#### Brief:
Which lines of the listing contain the word "decorative"? Extract each of them in full.

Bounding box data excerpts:
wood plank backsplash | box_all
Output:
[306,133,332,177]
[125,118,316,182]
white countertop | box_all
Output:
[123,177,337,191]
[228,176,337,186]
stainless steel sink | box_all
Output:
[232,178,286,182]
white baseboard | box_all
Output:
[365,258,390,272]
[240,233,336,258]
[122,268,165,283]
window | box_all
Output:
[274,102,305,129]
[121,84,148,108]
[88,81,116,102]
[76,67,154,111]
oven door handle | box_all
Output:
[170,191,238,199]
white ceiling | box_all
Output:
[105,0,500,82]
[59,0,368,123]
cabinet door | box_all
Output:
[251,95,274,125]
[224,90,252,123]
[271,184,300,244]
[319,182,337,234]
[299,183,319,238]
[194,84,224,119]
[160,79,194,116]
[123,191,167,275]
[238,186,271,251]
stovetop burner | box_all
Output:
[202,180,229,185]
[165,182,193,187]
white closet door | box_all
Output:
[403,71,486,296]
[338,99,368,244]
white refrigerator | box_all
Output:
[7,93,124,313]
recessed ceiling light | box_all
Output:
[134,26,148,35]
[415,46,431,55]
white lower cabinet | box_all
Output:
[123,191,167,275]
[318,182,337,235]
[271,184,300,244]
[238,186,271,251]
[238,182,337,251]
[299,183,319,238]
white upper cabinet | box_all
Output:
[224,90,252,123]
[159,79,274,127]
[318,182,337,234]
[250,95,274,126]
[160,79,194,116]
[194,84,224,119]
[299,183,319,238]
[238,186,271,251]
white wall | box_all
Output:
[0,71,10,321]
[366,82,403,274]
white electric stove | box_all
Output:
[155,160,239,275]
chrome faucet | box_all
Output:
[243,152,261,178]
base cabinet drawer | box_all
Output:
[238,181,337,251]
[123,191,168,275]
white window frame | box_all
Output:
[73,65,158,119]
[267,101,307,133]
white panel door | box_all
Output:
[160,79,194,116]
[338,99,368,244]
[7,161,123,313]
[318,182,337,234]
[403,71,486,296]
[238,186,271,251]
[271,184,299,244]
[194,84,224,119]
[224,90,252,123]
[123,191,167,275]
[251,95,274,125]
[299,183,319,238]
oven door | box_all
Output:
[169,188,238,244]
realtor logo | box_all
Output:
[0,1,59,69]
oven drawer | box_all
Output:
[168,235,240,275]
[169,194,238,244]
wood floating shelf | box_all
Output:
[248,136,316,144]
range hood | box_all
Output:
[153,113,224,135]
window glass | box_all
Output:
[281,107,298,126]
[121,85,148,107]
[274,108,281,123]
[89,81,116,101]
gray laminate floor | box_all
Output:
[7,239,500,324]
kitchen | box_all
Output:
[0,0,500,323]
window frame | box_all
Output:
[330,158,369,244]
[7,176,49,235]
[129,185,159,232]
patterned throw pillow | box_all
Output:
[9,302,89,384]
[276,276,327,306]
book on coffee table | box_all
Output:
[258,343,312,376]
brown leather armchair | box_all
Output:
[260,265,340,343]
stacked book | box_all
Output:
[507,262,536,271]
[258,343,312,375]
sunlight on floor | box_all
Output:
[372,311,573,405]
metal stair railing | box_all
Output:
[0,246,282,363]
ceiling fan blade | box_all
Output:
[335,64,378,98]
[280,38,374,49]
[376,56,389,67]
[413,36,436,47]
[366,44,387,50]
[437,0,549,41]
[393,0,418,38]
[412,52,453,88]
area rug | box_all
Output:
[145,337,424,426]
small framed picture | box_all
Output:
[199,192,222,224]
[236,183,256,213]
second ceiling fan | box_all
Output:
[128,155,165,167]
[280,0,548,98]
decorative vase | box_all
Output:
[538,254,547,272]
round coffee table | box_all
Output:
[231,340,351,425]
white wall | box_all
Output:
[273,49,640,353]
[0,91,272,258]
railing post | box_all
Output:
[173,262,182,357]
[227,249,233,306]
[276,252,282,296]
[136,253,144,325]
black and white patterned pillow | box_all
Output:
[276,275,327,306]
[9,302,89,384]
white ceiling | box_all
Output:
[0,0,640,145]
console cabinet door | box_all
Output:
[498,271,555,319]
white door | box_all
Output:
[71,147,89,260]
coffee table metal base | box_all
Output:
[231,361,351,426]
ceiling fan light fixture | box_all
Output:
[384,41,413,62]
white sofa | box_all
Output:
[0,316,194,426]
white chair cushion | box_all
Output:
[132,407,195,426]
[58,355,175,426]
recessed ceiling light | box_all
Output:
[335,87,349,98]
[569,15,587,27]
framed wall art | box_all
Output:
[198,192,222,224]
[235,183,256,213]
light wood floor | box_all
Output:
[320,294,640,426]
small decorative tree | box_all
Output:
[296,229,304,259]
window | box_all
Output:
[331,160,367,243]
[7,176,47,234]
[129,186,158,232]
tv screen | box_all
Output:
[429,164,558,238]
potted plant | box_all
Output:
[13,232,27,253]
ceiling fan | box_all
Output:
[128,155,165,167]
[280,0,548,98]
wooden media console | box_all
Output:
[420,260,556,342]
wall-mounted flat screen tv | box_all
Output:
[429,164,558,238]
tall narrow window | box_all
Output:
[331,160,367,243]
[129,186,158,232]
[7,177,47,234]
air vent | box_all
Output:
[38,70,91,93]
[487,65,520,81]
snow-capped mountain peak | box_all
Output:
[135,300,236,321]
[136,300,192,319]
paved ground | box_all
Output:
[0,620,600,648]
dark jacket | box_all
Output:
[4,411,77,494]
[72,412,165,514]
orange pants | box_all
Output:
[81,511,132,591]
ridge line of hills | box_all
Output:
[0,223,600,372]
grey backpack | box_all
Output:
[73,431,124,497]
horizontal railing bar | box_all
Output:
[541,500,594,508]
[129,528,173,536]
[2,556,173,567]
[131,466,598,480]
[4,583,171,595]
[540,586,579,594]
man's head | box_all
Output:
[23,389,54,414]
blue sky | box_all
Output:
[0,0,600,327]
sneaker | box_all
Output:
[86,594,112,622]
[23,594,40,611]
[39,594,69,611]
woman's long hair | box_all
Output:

#### The output:
decorative vase | box_all
small decorative tree | box_all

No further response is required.